BOOK YOUR SEAT : i.delgado@belco.fr ou training@belco.fr


Your trainer : Iza Delgado

Iza Delgado, a Communications graduate from Universidad de Lima in Peru, has been living in Europe for 17 years, gaining experience in the culinary scenes of Barcelona and Berlin. In the latter, she began her career as a chocolate maker, developing the Bean-to-Bar line for the renowned organic ice cream company Rosa Canina. A few months ago, she left Berlin to join our team at Belco and develop the cacao training center.


Objective

1. Hands on chocolate making, this course offers the full experience of developing a recipe of dark chocolate going thoroughly through every step of the process. With a fully equipped lab, participants will be divided into two groups and have the possibility of choosing different roasting methods and grinding approaches to achieve a final product. Towards the end of the sessions participants will have the opportunity to compare results.


2. In addition, participants will leave the course having enough knowledge to make a conscious decision regarding the approach they want to choose for their own projects, given the fact that we will be analyzing through critical thinking different parts of the production chain such as: origin and history, sourcing, quality control, active chocolate making all the way through packaging and distribution.


Program

Day ONE:

  • Introduction to Belco. 
  • Introduction of the group, getting to know potential projects or ideas. Creation of working teams for the rest of the sessions.
  • First approach to cacao beans: defining physical appearance and quality.
  • Roasting seminar with our Roaster trainer and Quality Grader Denis Mialocq.
  • Understanding the differences between oven and roaster and defining a roasting profile for each team.
  • Hands-on roasting.
  • Cracking and winnowing. Options.
  • Starting up the grinders.
  • Defining a recipe: sugar percentage and grinding protocol for the team project. 


Day TWO:

  • Choosing and sourcing other ingredients besides cacao. Types of sugar. 
  • Adding sugar. 
  • Monitoring Space: Humidity and Temperature how it influences the recipe. Designing work space. Basic tools.
  • General history of cacao and modern chocolaterie.
  • Understanding the production chain through history analysis and origin information.
  • Sourcing seminar with our Head of Cacao and sourcing Cesar Magaña.
  • Agroforestry practices.
  • Talking about viscosity. 
  • Cacao butter extraction hands-on. Uses.


Day THREE:


  • Recommendations for sanitary measures in a chocolate factory, including ensuring the legality of operations. Understanding  EUDR deforestation regulation.
  • Building a brand. Understanding the market. New trends. Seminar with our head of sales Alexis de Boisset. 
  • Nutritional and medicinal properties of cacao.
  • End of grinding: Sieving and microns
  • Theory on tempering. Different methods. Practice.
  • Finalizing chocolate bars.


Day FOUR (only the morning):

  • Packaging: different materials. Distribution.
  • Tasting of different brands and styles.
  • Tasting of final products and comparing results.

Records shown:

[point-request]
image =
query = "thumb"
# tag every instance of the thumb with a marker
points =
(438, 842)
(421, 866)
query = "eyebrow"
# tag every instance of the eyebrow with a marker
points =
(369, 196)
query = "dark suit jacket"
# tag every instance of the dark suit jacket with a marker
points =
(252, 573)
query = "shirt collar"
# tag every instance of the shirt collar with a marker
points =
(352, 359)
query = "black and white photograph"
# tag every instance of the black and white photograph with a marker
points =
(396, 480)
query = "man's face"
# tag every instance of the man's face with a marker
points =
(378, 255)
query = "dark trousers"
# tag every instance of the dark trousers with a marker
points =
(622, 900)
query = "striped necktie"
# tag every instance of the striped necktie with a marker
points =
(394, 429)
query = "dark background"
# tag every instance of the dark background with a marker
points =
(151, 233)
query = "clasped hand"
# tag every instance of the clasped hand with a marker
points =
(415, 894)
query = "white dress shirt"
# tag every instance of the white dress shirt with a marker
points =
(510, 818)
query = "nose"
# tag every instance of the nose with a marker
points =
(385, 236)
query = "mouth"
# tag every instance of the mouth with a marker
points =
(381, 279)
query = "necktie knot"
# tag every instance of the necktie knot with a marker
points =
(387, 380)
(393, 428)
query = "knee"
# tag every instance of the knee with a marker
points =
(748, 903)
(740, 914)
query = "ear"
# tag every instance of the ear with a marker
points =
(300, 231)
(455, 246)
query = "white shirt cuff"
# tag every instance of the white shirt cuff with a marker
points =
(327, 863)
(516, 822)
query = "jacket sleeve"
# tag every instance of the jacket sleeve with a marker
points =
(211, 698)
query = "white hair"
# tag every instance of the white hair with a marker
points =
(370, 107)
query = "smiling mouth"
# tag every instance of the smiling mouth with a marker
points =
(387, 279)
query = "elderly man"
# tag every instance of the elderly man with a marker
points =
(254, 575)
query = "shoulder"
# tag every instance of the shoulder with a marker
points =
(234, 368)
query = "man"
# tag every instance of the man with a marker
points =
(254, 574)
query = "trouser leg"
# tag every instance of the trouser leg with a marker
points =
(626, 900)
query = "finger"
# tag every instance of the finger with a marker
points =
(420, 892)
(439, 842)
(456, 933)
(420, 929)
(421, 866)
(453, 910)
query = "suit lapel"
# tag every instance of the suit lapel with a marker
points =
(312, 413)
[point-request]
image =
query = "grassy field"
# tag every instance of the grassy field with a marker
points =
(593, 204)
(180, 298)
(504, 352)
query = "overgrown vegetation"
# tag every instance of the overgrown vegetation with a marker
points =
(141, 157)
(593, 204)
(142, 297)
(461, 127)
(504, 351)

Work task A: Please copy the part of the course description between "2. In addition, participants" and "and winnowing. Options.", inclusive.
Work task B: In the course description, who leads the roasting seminar on Day ONE?

Task output A:
2. In addition, participants will leave the course having enough knowledge to make a conscious decision regarding the approach they want to choose for their own projects, given the fact that we will be analyzing through critical thinking different parts of the production chain such as: origin and history, sourcing, quality control, active chocolate making all the way through packaging and distribution.


Program

Day ONE:

  • Introduction to Belco. 
  • Introduction of the group, getting to know potential projects or ideas. Creation of working teams for the rest of the sessions.
  • First approach to cacao beans: defining physical appearance and quality.
  • Roasting seminar with our Roaster trainer and Quality Grader Denis Mialocq.
  • Understanding the differences between oven and roaster and defining a roasting profile for each team.
  • Hands-on roasting.
  • Cracking and winnowing. Options.

Task output B: Denis Mialocq